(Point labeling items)
** START **

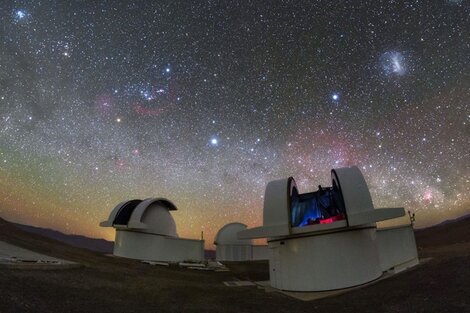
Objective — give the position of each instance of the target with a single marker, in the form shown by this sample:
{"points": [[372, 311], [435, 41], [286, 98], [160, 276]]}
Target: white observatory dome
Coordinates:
{"points": [[158, 219], [227, 235]]}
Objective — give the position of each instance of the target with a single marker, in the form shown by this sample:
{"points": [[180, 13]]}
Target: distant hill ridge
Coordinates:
{"points": [[98, 245], [94, 244], [448, 232]]}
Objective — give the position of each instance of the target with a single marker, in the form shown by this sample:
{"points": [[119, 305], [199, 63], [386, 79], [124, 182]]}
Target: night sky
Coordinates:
{"points": [[206, 102]]}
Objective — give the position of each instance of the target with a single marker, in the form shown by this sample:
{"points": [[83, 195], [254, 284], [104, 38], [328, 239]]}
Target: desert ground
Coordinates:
{"points": [[108, 284]]}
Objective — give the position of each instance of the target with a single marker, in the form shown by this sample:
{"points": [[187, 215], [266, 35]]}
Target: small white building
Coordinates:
{"points": [[146, 230], [230, 248], [328, 239]]}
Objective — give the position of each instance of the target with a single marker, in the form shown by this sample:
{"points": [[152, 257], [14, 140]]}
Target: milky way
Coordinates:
{"points": [[206, 102]]}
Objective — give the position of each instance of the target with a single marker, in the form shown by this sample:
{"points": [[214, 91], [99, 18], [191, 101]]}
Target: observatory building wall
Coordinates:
{"points": [[233, 252], [152, 247], [260, 252], [332, 261], [397, 248]]}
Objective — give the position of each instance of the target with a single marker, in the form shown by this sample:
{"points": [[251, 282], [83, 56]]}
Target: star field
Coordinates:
{"points": [[206, 102]]}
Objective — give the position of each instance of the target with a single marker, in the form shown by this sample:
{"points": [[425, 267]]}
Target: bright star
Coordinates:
{"points": [[20, 14], [214, 141]]}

** END **

▸ EXERCISE
Count the lines in the items above that contain the string "observatory". Reply with the number alone.

▸ THE SOLUTION
2